== Text excerpt ==
+--
The LLM can call the tool multiple times in one session, exploring different angles before settling on its recommendations.

4. Preview Playback

Display search results in a list with cover art, title, artist, BPM, and duration. Add a play/pause button to preview each track.

Streaming Endpoint
  • GET /v0/tracks/{trackId}/stream

See the stream endpoint docs for details.

How Streaming Works

  • The stream endpoint returns a manifest URL (HLS format) for adaptive streaming.
  • Audio is encoded in AAC format (smaller footprint than MP3 for similar quality).
  • To play the manifest URL: use hls.js in web browsers; Safari/iOS have native support; ExoPlayer on Android.

Preview Player Example

<audio id="preview"></audio>
<script src="https://cdn.jsdelivr.net/npm/hls.js@latest"></script>

<script>
const audio = document.getElementById('preview')

async function playTrack(trackId, userToken) {
const res = await fetch(
`https://partner-content-api.epidemicsound.com/v0/tracks/${trackId}/stream`,
{ headers: { Authorization: `Bearer ${userToken}` } }
)
const { url: streamUrl } = await res.json()

if (Hls.isSupported()) {
const hls = new Hls()
hls.loadSource(streamUrl)
hls.attachMedia(audio)
hls.on(Hls.Events.MANIFEST_PARSED, () => audio.play())
+--
== Data listing ==
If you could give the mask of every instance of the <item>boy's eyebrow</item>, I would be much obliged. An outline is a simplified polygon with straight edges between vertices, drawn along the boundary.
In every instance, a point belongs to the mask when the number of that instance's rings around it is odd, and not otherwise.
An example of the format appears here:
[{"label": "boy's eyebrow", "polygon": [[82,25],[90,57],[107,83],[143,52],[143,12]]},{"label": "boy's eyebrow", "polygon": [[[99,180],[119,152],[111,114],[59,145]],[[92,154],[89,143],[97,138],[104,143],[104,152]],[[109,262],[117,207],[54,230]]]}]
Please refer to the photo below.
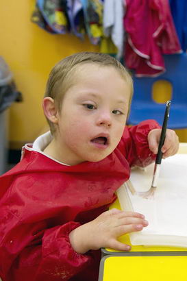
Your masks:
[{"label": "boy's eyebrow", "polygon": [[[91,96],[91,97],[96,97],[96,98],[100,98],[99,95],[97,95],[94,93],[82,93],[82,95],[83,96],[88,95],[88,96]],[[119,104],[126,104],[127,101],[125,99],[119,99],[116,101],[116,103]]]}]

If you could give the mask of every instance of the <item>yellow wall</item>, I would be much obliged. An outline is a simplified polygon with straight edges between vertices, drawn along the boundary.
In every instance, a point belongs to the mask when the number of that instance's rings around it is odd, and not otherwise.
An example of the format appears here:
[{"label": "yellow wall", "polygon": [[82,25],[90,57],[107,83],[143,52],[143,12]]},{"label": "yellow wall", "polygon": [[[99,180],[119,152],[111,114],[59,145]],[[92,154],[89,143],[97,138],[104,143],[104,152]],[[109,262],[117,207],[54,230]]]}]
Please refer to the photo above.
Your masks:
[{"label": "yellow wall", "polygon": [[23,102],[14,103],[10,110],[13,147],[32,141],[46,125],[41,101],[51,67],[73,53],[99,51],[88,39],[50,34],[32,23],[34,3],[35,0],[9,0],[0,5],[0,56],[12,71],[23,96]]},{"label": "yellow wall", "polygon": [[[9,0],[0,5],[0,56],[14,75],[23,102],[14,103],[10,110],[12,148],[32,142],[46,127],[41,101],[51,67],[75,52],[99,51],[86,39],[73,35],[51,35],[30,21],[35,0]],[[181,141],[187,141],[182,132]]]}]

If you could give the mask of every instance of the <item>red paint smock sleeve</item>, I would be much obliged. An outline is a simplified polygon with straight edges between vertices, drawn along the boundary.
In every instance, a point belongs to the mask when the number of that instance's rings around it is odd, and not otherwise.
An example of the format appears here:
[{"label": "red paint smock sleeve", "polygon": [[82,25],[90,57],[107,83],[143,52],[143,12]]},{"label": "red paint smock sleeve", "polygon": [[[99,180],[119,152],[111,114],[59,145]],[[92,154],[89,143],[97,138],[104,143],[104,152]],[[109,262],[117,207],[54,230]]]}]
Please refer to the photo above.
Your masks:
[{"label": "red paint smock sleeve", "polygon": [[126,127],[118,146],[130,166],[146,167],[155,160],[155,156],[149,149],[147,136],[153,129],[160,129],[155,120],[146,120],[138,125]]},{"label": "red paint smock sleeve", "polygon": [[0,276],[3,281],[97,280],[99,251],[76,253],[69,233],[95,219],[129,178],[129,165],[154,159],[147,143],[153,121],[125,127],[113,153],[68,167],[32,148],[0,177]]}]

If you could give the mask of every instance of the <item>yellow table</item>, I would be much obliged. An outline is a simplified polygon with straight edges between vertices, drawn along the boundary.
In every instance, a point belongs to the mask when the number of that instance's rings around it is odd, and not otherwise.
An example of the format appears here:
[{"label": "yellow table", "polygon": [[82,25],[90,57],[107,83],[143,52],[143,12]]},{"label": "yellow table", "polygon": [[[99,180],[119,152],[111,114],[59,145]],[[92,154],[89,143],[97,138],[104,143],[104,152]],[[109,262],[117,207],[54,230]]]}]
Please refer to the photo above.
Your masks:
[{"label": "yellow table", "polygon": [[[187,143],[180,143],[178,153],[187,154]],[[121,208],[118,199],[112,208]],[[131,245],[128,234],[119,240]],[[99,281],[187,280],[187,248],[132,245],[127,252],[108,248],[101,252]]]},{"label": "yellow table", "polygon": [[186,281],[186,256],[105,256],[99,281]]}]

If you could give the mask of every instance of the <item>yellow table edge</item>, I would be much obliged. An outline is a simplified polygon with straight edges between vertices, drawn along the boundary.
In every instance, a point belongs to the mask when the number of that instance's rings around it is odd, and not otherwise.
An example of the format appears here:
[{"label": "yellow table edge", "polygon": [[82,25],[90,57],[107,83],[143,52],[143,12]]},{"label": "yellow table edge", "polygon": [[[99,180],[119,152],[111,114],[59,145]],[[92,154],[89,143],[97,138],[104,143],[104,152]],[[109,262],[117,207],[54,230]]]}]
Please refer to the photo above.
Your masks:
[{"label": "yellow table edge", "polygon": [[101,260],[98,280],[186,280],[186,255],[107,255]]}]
+--
== What you will do ==
In the text on preview playback, what format is the audio encoded in?

== Written reply ==
AAC format